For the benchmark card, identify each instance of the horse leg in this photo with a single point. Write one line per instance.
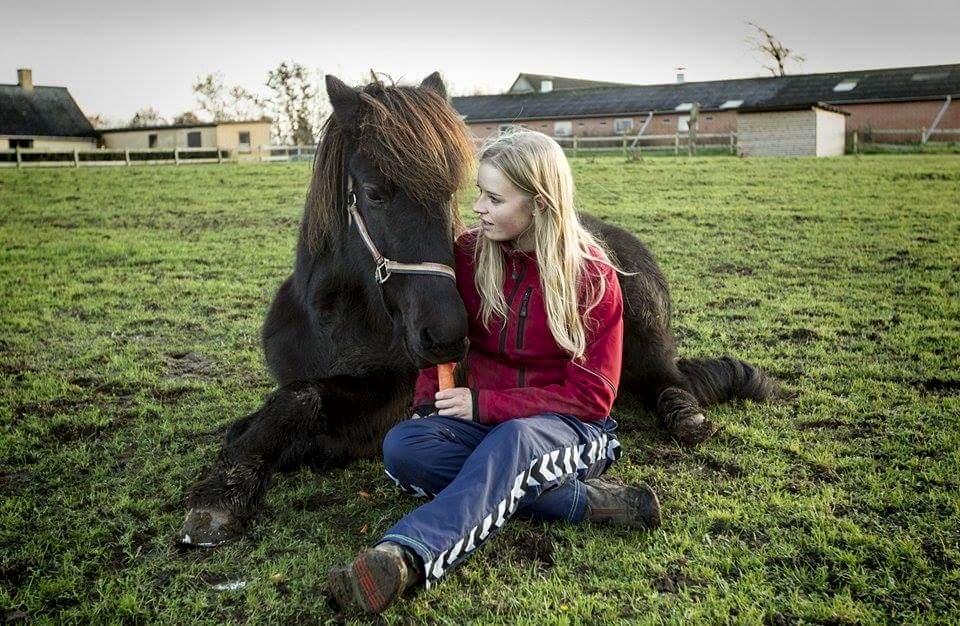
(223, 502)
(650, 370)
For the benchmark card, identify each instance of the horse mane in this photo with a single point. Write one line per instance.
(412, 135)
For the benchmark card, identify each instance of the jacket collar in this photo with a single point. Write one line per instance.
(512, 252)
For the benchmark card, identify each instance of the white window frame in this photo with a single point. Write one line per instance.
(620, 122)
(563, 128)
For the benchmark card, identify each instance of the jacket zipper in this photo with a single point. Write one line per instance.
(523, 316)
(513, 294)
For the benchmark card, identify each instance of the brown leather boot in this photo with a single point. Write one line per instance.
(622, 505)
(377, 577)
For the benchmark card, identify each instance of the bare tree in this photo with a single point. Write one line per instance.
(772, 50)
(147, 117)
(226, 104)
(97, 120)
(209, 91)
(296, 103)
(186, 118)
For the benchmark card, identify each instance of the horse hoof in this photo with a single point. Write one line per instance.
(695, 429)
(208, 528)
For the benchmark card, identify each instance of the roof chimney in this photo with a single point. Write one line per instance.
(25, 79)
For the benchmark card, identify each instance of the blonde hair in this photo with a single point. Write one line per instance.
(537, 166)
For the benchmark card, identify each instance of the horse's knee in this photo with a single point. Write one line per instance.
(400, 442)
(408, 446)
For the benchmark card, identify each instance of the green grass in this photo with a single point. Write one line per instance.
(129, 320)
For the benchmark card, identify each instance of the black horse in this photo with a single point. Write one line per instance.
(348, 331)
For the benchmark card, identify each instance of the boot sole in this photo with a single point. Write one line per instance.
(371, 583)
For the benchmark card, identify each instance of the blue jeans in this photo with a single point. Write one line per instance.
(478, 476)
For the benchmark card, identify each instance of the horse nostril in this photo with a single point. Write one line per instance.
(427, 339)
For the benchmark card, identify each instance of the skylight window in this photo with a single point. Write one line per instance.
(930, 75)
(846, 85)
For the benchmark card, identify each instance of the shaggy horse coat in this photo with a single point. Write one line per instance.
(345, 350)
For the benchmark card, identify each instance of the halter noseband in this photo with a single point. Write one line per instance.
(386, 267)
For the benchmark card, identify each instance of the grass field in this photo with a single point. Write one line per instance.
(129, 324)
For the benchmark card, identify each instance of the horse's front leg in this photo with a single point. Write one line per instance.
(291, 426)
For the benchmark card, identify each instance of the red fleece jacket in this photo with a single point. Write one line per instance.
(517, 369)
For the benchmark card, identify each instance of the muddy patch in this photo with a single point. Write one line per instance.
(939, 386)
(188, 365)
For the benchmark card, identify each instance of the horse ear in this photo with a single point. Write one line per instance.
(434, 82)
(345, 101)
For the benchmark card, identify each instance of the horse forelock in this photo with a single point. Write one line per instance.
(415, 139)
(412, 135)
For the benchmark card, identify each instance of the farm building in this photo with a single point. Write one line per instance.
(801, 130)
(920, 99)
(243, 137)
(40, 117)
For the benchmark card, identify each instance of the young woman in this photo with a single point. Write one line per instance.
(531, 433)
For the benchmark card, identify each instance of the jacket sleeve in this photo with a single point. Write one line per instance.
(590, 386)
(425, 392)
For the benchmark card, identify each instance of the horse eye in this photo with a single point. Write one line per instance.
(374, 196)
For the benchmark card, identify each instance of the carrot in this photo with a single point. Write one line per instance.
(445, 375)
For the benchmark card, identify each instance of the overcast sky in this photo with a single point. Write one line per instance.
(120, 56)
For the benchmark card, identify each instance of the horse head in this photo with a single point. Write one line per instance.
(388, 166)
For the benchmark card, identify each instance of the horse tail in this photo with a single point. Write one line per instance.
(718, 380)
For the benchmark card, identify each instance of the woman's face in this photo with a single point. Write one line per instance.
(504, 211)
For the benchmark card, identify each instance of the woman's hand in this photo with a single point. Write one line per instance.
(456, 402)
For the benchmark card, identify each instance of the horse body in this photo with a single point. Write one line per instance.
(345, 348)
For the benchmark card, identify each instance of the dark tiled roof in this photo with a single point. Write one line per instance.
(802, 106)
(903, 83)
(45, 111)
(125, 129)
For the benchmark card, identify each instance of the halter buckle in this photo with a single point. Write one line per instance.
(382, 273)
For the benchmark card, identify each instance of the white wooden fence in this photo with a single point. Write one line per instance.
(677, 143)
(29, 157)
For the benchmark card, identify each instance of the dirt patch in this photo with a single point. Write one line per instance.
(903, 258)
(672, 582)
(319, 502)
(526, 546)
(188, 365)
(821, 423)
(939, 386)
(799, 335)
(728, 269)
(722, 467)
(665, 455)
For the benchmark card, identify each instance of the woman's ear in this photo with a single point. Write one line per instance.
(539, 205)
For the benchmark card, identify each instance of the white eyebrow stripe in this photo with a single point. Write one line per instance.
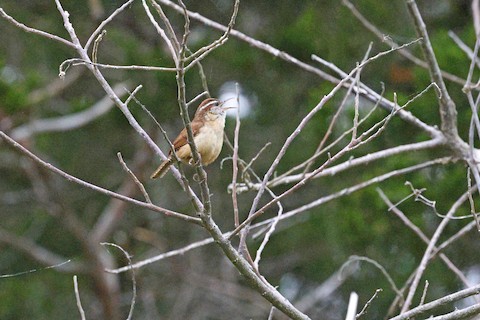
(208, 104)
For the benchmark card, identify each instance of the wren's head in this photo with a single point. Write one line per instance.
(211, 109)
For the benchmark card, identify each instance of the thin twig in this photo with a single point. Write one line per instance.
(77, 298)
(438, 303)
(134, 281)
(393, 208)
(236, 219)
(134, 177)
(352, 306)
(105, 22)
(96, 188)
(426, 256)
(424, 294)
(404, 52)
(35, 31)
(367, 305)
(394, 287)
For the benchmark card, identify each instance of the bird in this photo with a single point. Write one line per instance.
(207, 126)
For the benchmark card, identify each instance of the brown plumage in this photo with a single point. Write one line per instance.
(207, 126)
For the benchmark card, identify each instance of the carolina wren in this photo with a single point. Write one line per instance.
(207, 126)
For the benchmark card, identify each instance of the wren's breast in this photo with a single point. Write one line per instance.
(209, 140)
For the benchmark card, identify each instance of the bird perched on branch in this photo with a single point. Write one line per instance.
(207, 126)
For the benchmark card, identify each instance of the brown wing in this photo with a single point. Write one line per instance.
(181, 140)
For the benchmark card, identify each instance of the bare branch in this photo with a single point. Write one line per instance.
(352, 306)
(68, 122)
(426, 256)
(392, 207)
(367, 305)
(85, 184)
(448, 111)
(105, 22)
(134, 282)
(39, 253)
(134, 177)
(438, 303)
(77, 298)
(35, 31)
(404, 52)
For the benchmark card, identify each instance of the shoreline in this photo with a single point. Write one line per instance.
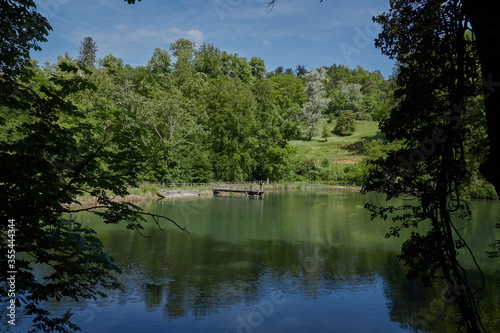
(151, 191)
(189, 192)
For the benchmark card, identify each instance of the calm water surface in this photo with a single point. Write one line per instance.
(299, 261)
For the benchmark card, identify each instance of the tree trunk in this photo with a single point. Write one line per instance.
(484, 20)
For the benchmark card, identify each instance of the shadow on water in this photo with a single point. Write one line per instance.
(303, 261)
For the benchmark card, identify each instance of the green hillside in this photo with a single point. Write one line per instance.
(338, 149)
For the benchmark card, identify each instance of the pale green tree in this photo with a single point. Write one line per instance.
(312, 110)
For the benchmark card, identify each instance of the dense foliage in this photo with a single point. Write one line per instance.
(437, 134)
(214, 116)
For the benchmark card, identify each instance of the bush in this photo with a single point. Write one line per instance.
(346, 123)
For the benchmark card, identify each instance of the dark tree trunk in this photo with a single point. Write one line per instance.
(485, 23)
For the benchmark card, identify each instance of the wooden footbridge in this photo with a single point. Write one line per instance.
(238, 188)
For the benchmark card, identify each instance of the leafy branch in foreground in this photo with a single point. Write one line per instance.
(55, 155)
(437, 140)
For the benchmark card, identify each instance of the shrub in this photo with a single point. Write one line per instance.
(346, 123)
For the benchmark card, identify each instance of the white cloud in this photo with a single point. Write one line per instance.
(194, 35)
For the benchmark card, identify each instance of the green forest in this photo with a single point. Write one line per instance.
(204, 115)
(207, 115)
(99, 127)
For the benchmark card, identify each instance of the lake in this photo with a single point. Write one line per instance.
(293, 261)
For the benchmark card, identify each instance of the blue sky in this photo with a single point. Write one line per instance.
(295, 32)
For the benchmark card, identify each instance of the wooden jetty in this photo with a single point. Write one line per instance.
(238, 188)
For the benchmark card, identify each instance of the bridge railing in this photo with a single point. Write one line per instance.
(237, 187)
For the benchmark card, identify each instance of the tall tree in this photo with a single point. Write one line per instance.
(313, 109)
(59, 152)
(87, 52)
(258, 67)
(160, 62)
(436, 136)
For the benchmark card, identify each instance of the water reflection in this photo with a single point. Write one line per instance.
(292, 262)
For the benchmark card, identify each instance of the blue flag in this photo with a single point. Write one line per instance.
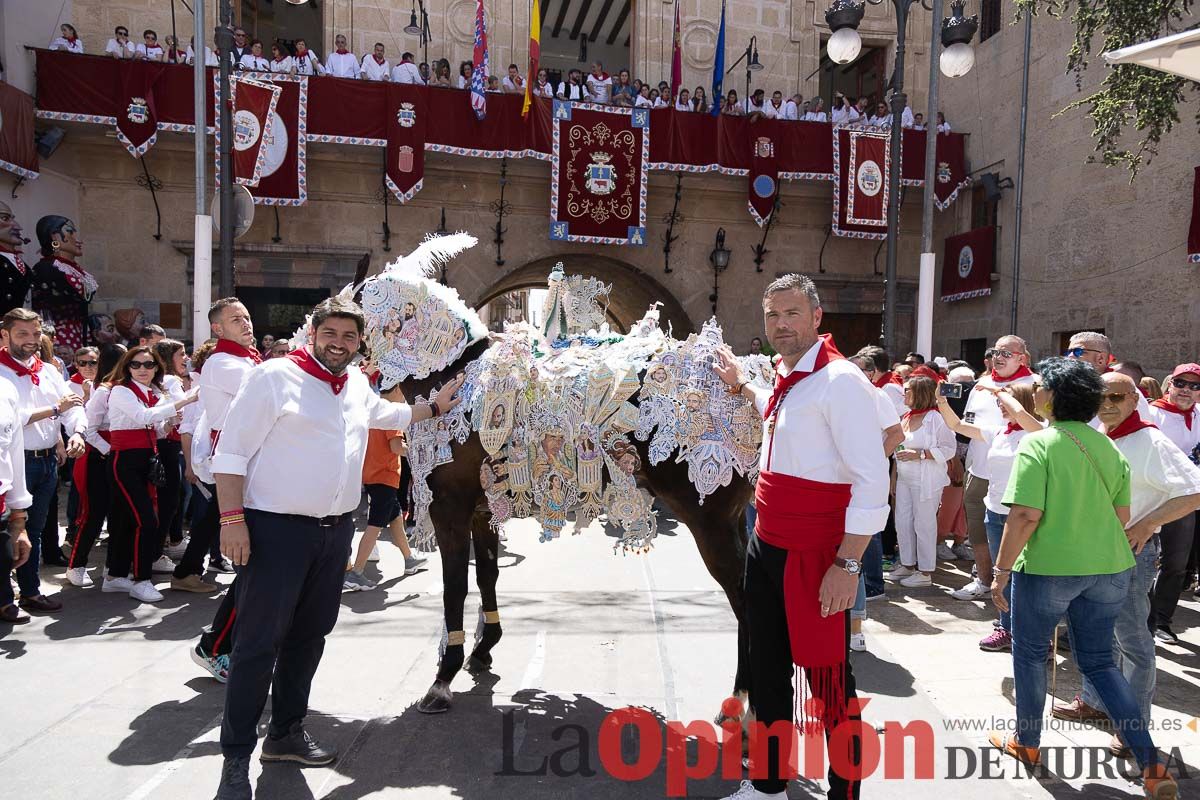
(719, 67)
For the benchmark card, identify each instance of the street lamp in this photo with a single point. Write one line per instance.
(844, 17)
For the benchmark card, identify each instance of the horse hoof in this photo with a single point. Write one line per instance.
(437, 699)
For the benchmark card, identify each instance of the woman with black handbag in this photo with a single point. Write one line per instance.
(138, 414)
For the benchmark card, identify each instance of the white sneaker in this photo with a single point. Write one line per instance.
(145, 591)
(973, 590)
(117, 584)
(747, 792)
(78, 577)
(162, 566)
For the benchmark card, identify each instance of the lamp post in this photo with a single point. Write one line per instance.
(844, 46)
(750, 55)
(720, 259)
···
- TO BE DONE -
Retype exactly, and only, the lines from the one containing "For the benchmark card, identify each instance of the lake" through the end of the material, leaving aside every picture.

- SOLUTION FOR THIS PROBLEM -
For the benchmark card, identify each instance of the lake in this photo with a single point. Write one line per instance.
(293, 261)
For the benchmark card, identify each instance of the blue sky in this photo with a single point. Write one line per instance.
(295, 32)
For the benchmark card, identify each instance of the wooden jetty in this photo with a single point. Write one line per instance.
(238, 188)
For the benchmark card, identify each instance of the bridge railing in this photo with a single point. Write one line per instance.
(237, 187)
For the benchmark card, identify each instance of the tall tree in this photo with a single point. Write one line per instance.
(313, 109)
(59, 152)
(87, 52)
(258, 67)
(160, 62)
(436, 136)
For the benchmark card, identify each instance of the water reflection in this photo with a single point. Write one line per instance.
(292, 262)
For the benchmark card, identify each instance of the blue flag in this photo with a single point. Write one line per instance.
(719, 67)
For the benchmark card, identify each instance of the street lamp in this photo with a single point. Write one line per instance.
(844, 17)
For the benchmark card, identify each instance of the horse hoof in this photo with a single point. Write one line per instance.
(437, 699)
For the benchmark card, identify each instance of the woman with black handbag in this photo with a single point. Write one line per instance.
(138, 414)
For the benchmark card, identify each instance of the white sneaker in this photo with a single point. Write one line per instance.
(145, 591)
(973, 590)
(117, 584)
(747, 792)
(78, 577)
(162, 566)
For the benchmark card, identify each instance of the lamp post in this photo with a single point. Write one line per instance.
(844, 46)
(750, 55)
(720, 259)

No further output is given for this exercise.